*DOCUMENT EXTRACT*.
As every reader of the Old Testament knows, animal sacrifice was a major preoccupation of the ancient Israelites. The Book of Leviticus sets forth minute prescriptions about where, when, and how animals are to be offered. The Book of Numbers states that, during the dedication of the first tabernacle, 36 oxen, 144 sheep and lambs, and 72 goats and kids were sacrificed in a twelve-day period. As the Israelites moved from pastoral chieftainship to statehood, the scale of the redistributions increased. At the dedication of Solomon’s temple in Jerusalem, 22,000 oxen and 120,000 sheep were slaughtered. The most important of the Israelite sacrifices was that of a lamb at the feast of Passover. While in bondage in Egypt, the Israelites sacrificed a lamb, smeared its blood on the lintels and doorposts of their houses, then roasted and ate it with bitter herbs and unleavened bread. That night the Lord smote all the first-born in the unmarked houses, convincing Pharaoh
that the time had come to let the Israelites leave the country.

Lévites, who constituted a priestly caste analogous to the Druids, held a monopoly over the slaughter of animals for food. Meat had to pass through their hands—literally, since they supervised or actually carried out the butchering of the animals and the redistribution of animal flesh, returning the largest share to the owner and his guests while holding back selected morsels for themselves and Jaweh.

W. Robertson Smith long ago pointed out in his important book
Religion of the Semites
that in old Israel all slaughter of animals was sacrifice: “People could never eat beef or mutton except as a religious act.” Anthropologists who have studied modern pastoral peoples in East Africa have seen the same situation from a slightly different perspective. East African pastoralists generally live not from the meat of the herds but from their milk and blood. As among the Pakot studied by Harold Schneider, herd animals can only be slaughtered on “ritual and ceremonial occasions.” The number of animals slaughtered per occasion and the number of occasions, however, are regulated by the availability of the animals. Anything as costly as an ox is too valuable not to be made part of some ceremonial. Americans who barbecue steaks for honored guests have much in common with the Pakot and the beef-loving peoples of the ancient world. (Incidentally, the word “barbecue” has an interesting history. It comes from the Carib word
barbricot
. The Caribs—whence the word “cannibal”—used the
barbricot
, a grill made of green boughs, to prepare their cannibal feasts.)

Returning to the Israelites, there is no doubt that at one time animals were sacrificed primarily to be eaten at redistributive feasts sponsored by “great provider”
headmen and chiefs. “Open-handed generosity” was as important for the ancient Israelites as it was for the Teutons:

As early as the time of Samuel we find religious feasts of clans or towns.… the law of the feast was open-handed generosity; no sacrifice was complete without guests; and portions were freely distributed to rich and poor within the circle of a man’s acquaintances.

By the time of Christ, the Levites’ slaughter monopoly had been given a monetary value. The faithful brought their animals to the temple priests, who slit throats at so much per head. Passover pilgrims traveled great distances to the temple at Jerusalem to have their lambs slaughtered. The famous temple moneychangers whose tables Jesus overturned ensured payment in coin of the realm. The Jewish rabbinate gave up the practice of animal sacrifice after the fall of Jerusalem in
A.D.

*SOURCE MATERIAL*.
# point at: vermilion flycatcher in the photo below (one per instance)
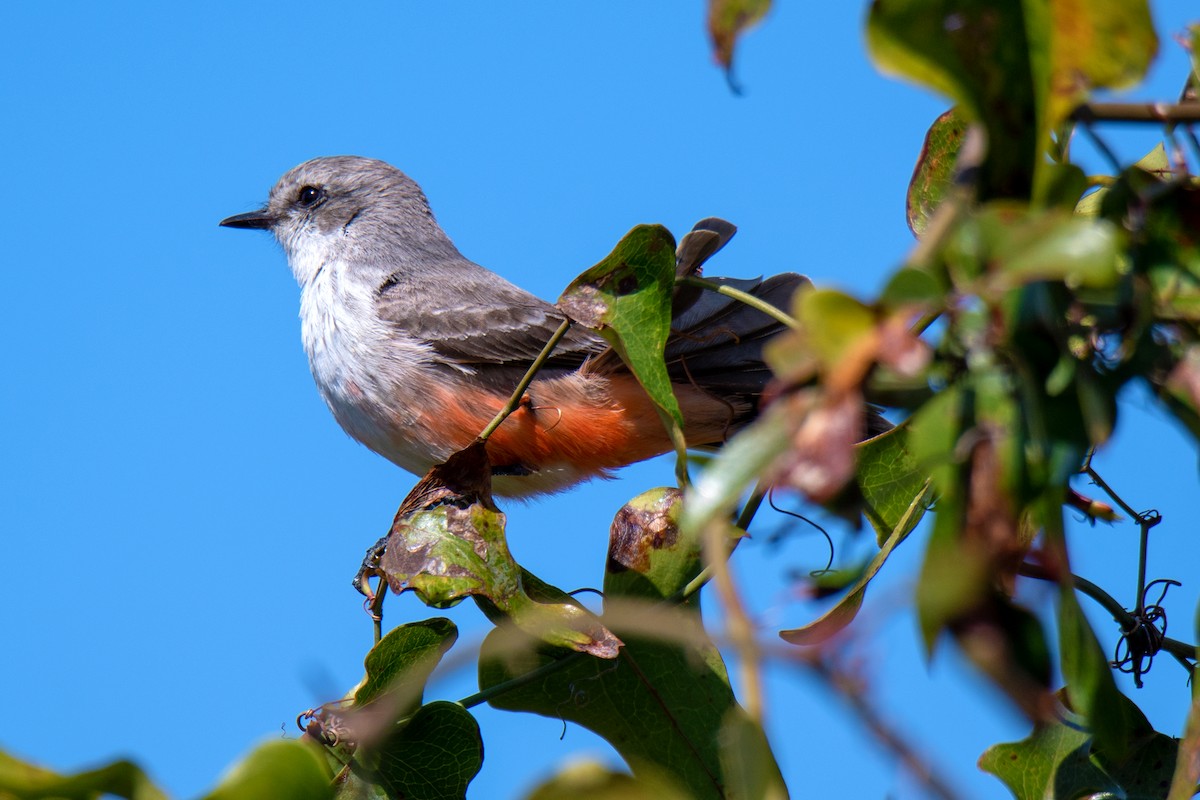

*TASK INSTRUCTIONS*. Pick up the passage on animal sacrifice among the ancient Israelites at the point where it ends, and carry it forward.

*RESULT OF THE EXERCISE*.
70—but not quite, since Orthodox Jews to this day insist on having animals slaughtered by a slitting of the throat under the supervision of religious specialists.

Because the crucifixion of Jesus occurred in association with the celebration of Passover, his death was readily assimilated to the imagery and symbolism of both animal and human sacrifice. John the Baptist called the coming messiah “the lamb of god.” Meanwhile, the Christians maintained tokens of the original redistributive functions of animal sacrifice in their rites called “communion.” Jesus broke the Passover bread and poured the Passover wine, and distributed the bread and wine to his disciples. “This is my body,” he said of the bread. “And this is my blood,” he said of the wine. In the Roman Catholic sacrament of the Eucharist these redistributive activities are repeated as ritual. The priest eats the bread in the form of a wafer and drinks
the wine while the members of the congregation eat only the wafer. Appropriately enough, this wafer is called the “host,” a word derived from the Latin
hostis
, meaning “sacrifice.”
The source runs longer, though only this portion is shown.